• **YOUR OBJECTIVE**: Copy out the material below word for word, all of it, from first line to last.

• **MATERIAL FOR THIS TASK**:
++++++
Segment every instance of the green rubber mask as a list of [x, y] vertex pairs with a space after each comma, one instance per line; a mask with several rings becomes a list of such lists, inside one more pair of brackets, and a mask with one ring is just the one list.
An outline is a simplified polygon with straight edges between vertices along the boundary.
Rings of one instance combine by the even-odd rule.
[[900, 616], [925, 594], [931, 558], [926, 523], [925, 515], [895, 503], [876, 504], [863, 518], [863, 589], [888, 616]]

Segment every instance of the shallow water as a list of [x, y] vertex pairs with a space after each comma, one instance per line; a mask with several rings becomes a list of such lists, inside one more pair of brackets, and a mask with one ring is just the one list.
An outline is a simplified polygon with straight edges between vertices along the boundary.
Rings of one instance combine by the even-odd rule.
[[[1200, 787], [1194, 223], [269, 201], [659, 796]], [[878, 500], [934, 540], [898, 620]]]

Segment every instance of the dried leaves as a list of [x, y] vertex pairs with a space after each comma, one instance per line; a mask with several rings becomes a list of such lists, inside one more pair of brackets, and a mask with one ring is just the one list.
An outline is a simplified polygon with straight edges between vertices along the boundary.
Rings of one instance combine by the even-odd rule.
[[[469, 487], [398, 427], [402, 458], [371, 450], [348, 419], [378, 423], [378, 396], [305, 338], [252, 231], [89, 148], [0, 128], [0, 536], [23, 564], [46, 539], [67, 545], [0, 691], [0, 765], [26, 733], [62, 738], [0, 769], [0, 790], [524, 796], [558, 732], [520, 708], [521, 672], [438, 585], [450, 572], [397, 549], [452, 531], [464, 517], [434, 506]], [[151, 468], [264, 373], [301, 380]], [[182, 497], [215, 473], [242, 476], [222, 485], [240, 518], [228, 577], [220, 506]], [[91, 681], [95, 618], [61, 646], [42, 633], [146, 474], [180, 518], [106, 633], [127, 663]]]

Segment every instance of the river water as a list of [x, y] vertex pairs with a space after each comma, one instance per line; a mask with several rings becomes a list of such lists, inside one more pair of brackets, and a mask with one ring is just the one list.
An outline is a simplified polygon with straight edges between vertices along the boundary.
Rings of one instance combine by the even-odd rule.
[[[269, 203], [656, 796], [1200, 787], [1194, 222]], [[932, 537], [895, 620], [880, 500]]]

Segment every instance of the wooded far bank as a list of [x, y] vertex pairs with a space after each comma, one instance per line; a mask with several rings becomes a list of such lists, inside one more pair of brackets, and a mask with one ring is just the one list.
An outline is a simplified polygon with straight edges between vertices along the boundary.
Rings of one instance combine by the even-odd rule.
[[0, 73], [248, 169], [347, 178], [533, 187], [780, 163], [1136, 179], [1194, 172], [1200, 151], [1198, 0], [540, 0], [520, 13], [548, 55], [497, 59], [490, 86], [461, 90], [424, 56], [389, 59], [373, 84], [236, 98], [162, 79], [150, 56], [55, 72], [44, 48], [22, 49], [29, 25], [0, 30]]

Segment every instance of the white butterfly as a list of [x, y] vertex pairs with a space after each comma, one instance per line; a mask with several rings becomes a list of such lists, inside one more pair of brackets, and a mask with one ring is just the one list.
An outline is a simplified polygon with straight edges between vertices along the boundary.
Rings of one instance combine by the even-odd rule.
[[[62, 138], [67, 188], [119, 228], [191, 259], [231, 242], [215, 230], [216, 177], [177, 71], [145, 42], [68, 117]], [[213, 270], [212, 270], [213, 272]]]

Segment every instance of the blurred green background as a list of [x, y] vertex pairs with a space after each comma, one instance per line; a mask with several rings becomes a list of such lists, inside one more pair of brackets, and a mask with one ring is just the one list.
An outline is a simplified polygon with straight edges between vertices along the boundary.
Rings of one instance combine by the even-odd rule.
++++++
• **SOLUTION**:
Segment every instance of the green rubber mask as a list of [x, y] vertex pairs with a space after each comma, one instance per line; a mask with several rings becomes a list of such lists, inside one more pair of brackets, and a mask with one ring is just the one list.
An outline is a simplified polygon with straight edges between vertices along the boundary.
Rings of one instance combine by the even-odd rule.
[[900, 616], [925, 594], [931, 558], [926, 523], [925, 515], [895, 503], [876, 504], [863, 518], [863, 589], [888, 616]]

Segment every instance of the shallow water as a list of [x, y] vertex pairs with a space after each comma, one instance per line; a mask with several rings becomes a list of such lists, inside one more pair of brackets, and a mask with one ring is just the one list.
An outline is a simplified polygon with straight edges between vertices along the boundary.
Rings of one instance combine by the even-odd rule.
[[[1200, 787], [1194, 223], [269, 201], [659, 796]], [[878, 500], [934, 540], [898, 620]]]

Segment every instance of the dried leaves as a list of [x, y] vertex pairs with a space after each comma, one instance per line; a mask with several rings becomes a list of such lists, inside one more pair of brackets, and a mask with one ring is just the one list.
An outline is a simplified polygon with straight edges between vertices along the boundary.
Rings of one instance combine by the even-odd rule.
[[[469, 487], [398, 427], [402, 458], [371, 450], [348, 419], [378, 423], [378, 396], [305, 338], [252, 231], [89, 148], [0, 128], [0, 536], [23, 564], [46, 539], [67, 545], [0, 691], [0, 765], [26, 733], [62, 738], [0, 769], [0, 790], [524, 796], [558, 732], [520, 708], [521, 672], [438, 585], [450, 572], [397, 549], [452, 531], [464, 517], [434, 506]], [[151, 468], [264, 373], [301, 380]], [[182, 497], [215, 473], [242, 476], [222, 485], [240, 518], [228, 577], [220, 506]], [[91, 681], [95, 618], [61, 646], [42, 633], [146, 474], [180, 518], [106, 633], [127, 663]]]

Segment every instance of the river water as a list of [x, y] vertex pairs with a space after each comma, one instance per line; a mask with several rings becomes a list of such lists, inside one more pair of brackets, and a mask with one ring is just the one list.
An outline is a simplified polygon with straight edges between vertices along the boundary.
Rings of one instance combine by the even-odd rule.
[[[269, 203], [656, 796], [1200, 787], [1194, 222]], [[932, 537], [895, 620], [880, 500]]]

Segment every instance of the wooded far bank as a list of [x, y] vertex pairs with a space after each comma, one instance per line; a mask with several rings becomes a list of such lists, inside one more pair of brackets, and a mask with one ring is just the one list.
An outline is a simplified polygon with straight edges between vertices along the boundary.
Rings of one instance combine by the even-odd rule.
[[0, 73], [248, 169], [347, 178], [533, 187], [780, 163], [1136, 179], [1194, 172], [1200, 151], [1198, 0], [540, 0], [520, 13], [548, 55], [497, 59], [490, 86], [461, 90], [424, 56], [389, 59], [373, 84], [236, 98], [162, 79], [150, 56], [55, 72], [44, 48], [22, 49], [29, 25], [0, 30]]

Segment every instance of the white butterfly as a list of [x, y] vertex pairs with a space after each comma, one instance per line; a mask with several rings becomes a list of such lists, inside one more pair of brackets, and a mask with one ring is just the one list.
An outline is a simplified polygon with straight edges between vertices along the boundary.
Rings of one instance combine by the even-odd rule.
[[[62, 138], [67, 188], [119, 228], [191, 259], [231, 242], [215, 230], [216, 177], [177, 71], [145, 42], [68, 117]], [[213, 270], [212, 270], [213, 272]]]

Segment every instance of the blurred green background as a list of [x, y] vertex pairs with a space after each comma, one instance per line; a mask with several rings becomes a list of such lists, inside one more pair of brackets, and a mask with one ring is just the one list.
An outline is a simplified polygon with straight edges between vertices along the boundary.
Rings of one instance combine by the even-odd rule.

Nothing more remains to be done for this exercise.